**Written exercise**
Replace "calm sea surface" with "still water surface" in the lines from the start of the records through the line containing "[1173, 763]", inclusive, and give those lines back otherwise unchanged.

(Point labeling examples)
## BEGIN

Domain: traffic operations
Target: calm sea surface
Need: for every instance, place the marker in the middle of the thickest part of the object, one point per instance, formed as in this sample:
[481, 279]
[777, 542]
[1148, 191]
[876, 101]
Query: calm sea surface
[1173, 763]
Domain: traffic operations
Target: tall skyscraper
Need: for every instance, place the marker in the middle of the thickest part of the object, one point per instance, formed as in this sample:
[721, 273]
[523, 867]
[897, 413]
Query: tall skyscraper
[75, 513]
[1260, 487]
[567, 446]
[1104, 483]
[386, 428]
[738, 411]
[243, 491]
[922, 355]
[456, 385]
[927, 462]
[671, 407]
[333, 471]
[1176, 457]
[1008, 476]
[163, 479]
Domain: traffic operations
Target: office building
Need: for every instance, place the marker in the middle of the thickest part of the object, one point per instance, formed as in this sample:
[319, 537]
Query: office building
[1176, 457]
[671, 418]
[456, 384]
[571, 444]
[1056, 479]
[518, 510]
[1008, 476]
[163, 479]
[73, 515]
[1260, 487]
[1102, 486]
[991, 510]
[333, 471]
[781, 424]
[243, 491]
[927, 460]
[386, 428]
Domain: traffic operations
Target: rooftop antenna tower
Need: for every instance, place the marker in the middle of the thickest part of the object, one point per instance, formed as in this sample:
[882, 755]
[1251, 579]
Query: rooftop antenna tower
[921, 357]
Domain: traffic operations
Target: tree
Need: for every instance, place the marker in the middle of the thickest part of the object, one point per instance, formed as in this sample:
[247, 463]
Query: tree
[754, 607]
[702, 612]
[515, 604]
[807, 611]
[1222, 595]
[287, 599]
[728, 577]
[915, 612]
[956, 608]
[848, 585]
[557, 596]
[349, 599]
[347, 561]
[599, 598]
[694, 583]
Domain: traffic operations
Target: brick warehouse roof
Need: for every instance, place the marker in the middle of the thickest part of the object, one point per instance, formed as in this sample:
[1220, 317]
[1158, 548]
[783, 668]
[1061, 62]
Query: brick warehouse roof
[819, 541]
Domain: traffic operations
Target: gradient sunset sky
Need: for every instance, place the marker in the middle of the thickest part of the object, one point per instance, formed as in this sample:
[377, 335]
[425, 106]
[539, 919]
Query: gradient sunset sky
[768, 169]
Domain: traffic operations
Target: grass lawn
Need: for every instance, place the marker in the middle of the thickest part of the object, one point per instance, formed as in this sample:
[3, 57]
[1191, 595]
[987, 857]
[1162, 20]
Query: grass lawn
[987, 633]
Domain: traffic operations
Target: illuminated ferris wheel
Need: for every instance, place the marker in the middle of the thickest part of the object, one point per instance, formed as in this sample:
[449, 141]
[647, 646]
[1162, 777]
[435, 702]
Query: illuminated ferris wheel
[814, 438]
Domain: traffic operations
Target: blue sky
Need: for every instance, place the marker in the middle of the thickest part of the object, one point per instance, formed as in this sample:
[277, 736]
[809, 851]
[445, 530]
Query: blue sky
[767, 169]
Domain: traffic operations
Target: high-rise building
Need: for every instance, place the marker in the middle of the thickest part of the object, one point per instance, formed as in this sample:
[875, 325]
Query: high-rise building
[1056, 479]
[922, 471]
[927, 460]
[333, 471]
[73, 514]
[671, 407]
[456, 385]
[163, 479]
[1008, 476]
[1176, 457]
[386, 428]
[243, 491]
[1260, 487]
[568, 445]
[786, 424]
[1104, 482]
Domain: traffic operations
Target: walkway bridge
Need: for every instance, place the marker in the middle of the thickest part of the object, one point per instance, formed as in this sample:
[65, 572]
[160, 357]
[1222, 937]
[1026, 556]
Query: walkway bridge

## END

**Correct answer**
Domain: traffic operations
Target: still water surface
Need: for every instance, place the marker in the middle of the thickest part of the object, one point per instance, formed as in this sample:
[481, 279]
[777, 542]
[1148, 191]
[876, 101]
Query: still water surface
[1173, 763]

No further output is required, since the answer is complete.